> [Set task]:
Extract every line of the rows below that contains the string "wire". Copy each such line in full.
** Start of Extracted information **
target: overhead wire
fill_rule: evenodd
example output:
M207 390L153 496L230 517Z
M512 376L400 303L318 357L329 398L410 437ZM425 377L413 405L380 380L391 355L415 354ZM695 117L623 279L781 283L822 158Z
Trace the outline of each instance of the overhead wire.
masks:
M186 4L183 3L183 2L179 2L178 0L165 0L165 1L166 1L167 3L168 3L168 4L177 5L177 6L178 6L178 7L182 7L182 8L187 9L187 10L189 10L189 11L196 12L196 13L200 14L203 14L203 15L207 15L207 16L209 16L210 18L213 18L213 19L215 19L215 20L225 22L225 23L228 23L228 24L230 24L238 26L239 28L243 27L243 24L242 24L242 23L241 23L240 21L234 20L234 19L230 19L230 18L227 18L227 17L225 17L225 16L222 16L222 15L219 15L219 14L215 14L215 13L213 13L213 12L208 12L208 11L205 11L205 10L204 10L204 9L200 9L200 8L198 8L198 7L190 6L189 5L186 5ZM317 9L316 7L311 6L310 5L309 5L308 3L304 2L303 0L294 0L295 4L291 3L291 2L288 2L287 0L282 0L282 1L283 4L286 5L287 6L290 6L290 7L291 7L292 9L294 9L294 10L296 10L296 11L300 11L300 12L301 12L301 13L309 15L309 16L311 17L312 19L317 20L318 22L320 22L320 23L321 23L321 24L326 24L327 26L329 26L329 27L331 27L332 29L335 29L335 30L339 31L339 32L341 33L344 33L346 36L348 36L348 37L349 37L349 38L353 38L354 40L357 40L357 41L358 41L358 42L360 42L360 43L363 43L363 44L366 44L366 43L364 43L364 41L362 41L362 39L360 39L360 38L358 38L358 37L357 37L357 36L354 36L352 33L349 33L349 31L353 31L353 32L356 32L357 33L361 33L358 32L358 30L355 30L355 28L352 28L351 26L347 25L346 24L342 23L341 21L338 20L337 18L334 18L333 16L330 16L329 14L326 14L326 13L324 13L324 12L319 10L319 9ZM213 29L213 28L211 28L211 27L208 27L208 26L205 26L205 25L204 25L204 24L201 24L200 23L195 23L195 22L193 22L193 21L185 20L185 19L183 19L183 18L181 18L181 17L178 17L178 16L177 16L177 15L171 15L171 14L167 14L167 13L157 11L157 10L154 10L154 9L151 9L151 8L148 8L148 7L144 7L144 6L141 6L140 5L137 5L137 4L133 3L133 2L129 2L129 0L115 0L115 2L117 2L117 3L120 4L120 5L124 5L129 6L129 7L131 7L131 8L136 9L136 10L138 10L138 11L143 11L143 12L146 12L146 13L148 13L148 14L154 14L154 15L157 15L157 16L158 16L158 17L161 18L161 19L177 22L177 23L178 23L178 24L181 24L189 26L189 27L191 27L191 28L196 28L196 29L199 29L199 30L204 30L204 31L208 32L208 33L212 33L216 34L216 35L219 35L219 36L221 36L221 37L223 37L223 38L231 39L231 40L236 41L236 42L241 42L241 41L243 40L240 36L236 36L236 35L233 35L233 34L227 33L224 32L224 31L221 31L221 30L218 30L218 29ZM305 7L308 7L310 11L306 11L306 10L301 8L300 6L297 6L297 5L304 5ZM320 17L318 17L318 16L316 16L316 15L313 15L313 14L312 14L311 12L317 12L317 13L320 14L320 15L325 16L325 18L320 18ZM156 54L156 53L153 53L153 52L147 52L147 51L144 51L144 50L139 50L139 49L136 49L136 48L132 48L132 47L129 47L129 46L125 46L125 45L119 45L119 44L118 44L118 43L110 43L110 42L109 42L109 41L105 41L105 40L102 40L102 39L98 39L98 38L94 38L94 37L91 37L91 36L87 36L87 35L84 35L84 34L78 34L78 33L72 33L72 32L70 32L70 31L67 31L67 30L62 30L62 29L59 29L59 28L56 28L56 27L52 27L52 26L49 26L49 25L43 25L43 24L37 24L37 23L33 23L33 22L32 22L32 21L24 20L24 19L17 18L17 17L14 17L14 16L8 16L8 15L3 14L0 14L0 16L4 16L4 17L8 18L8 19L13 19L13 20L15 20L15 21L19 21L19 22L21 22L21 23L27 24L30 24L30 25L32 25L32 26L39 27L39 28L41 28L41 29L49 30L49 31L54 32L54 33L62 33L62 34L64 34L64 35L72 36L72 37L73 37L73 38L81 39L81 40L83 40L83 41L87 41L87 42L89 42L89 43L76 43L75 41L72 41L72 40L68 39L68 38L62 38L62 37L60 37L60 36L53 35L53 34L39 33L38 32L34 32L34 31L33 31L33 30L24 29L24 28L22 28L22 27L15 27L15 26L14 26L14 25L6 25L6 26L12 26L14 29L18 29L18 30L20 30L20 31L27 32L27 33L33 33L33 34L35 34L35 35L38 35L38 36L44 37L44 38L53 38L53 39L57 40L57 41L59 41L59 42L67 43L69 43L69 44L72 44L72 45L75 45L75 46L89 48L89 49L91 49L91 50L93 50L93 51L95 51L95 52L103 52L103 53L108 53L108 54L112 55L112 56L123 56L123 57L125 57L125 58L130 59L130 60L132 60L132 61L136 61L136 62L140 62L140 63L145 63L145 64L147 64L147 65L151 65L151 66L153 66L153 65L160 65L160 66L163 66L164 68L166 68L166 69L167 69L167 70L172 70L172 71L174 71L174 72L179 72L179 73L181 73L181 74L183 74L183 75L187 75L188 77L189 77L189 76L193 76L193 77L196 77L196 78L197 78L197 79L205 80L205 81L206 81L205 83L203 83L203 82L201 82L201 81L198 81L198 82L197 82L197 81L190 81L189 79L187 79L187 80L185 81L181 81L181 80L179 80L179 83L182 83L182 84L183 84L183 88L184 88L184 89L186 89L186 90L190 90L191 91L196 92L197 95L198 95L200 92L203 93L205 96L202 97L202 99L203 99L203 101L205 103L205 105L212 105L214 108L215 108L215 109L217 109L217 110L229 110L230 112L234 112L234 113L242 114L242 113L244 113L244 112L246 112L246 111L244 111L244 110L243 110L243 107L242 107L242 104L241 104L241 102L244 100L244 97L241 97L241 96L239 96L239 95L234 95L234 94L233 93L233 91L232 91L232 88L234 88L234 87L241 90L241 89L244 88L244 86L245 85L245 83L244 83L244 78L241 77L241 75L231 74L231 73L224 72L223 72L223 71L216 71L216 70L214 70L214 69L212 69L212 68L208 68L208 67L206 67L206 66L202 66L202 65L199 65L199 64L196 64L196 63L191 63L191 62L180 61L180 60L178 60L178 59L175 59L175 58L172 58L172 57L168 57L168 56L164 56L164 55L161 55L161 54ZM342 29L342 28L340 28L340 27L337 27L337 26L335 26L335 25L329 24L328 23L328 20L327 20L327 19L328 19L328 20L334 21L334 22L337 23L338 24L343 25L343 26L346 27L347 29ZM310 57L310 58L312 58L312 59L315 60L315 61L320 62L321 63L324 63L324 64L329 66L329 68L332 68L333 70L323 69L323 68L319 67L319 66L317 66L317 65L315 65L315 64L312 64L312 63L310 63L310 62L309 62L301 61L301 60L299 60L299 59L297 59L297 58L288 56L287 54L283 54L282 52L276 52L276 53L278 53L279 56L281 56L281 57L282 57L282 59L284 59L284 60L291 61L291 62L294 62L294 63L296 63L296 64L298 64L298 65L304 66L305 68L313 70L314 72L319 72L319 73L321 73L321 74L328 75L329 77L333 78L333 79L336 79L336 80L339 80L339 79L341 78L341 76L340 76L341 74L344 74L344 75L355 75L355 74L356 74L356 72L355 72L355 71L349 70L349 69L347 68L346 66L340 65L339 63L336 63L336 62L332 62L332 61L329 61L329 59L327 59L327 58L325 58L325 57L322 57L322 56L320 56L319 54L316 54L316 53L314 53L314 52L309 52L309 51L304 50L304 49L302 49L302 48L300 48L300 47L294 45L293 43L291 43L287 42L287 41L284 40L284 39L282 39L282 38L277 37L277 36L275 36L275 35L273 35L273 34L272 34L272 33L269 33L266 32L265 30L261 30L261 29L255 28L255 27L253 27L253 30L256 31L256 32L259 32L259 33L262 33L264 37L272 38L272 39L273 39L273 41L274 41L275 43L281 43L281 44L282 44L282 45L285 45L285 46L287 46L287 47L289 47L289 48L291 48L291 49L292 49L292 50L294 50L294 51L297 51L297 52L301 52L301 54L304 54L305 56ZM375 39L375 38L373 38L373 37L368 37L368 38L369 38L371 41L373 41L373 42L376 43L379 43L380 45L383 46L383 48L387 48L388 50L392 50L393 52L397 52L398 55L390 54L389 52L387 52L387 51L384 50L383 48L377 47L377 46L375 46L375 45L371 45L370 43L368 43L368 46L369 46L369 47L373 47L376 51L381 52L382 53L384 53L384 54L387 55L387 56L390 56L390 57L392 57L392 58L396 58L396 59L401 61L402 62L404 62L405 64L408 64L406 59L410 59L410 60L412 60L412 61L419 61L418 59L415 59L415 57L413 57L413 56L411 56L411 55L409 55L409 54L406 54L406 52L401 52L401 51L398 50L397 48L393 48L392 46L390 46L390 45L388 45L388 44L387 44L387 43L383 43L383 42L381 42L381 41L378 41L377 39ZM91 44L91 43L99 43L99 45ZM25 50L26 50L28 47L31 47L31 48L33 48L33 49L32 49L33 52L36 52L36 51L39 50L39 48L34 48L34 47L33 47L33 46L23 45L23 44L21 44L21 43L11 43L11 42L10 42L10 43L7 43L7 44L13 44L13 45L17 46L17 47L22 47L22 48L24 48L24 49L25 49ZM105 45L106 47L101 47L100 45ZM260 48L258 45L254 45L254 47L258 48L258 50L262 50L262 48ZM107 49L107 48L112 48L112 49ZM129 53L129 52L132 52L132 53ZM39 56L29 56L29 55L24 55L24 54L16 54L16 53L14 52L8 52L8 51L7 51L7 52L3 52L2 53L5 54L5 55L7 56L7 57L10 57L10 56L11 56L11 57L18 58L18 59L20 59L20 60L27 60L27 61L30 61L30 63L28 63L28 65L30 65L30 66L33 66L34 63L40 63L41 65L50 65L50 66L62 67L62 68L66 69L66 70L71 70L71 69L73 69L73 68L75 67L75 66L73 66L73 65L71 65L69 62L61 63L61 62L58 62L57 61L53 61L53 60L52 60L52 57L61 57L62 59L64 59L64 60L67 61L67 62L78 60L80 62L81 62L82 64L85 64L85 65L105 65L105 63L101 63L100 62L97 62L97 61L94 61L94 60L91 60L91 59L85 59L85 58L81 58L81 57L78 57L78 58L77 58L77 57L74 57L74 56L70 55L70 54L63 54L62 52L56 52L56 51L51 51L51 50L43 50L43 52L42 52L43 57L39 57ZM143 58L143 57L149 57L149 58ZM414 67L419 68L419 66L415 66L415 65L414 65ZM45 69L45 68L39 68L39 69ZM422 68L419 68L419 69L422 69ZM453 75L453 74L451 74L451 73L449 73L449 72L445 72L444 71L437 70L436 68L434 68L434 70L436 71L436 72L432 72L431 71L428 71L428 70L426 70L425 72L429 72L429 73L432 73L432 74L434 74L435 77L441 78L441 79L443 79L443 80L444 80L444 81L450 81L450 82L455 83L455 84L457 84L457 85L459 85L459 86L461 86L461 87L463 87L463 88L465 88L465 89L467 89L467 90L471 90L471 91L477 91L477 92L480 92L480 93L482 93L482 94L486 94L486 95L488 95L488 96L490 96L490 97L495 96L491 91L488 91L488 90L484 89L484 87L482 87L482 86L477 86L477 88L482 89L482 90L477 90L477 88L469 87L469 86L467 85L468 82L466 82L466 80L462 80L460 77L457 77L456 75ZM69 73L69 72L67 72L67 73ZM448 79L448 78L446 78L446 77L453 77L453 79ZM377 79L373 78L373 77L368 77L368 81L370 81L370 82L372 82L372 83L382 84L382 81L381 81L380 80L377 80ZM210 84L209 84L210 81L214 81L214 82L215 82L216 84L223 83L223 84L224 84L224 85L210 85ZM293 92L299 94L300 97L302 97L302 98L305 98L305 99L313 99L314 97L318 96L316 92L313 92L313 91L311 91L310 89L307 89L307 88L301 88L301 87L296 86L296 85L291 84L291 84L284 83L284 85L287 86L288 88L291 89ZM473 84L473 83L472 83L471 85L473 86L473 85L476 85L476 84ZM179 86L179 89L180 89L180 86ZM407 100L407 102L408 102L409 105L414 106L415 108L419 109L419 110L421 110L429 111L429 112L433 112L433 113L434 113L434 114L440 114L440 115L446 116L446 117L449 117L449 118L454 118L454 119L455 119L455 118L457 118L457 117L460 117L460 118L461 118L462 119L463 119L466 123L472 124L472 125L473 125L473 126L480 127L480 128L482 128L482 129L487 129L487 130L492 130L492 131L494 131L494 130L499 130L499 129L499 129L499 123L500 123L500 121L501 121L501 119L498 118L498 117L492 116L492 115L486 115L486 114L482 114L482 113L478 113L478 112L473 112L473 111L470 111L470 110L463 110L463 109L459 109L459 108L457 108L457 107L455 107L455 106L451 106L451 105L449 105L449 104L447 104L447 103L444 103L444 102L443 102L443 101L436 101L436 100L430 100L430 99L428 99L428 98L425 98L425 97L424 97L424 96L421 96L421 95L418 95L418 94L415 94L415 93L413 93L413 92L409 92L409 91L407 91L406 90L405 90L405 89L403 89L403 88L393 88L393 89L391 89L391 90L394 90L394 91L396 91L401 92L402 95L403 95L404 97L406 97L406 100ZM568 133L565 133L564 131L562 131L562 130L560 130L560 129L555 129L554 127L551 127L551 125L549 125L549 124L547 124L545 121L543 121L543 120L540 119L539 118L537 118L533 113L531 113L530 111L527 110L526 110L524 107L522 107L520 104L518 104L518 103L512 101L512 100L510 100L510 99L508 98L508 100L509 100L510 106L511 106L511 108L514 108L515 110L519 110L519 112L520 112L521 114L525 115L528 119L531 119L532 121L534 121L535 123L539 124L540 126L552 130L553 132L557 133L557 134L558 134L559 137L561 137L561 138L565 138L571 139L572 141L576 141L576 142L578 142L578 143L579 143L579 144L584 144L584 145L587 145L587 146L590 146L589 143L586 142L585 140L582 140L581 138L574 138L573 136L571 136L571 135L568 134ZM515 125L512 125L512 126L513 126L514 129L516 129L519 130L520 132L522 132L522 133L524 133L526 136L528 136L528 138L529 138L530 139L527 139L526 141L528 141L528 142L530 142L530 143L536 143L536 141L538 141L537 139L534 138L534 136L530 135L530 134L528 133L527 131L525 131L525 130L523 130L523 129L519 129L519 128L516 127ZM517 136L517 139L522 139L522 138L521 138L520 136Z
** End of Extracted information **
> [Output of the task]:
target: overhead wire
Trace the outline of each instance of the overhead wire.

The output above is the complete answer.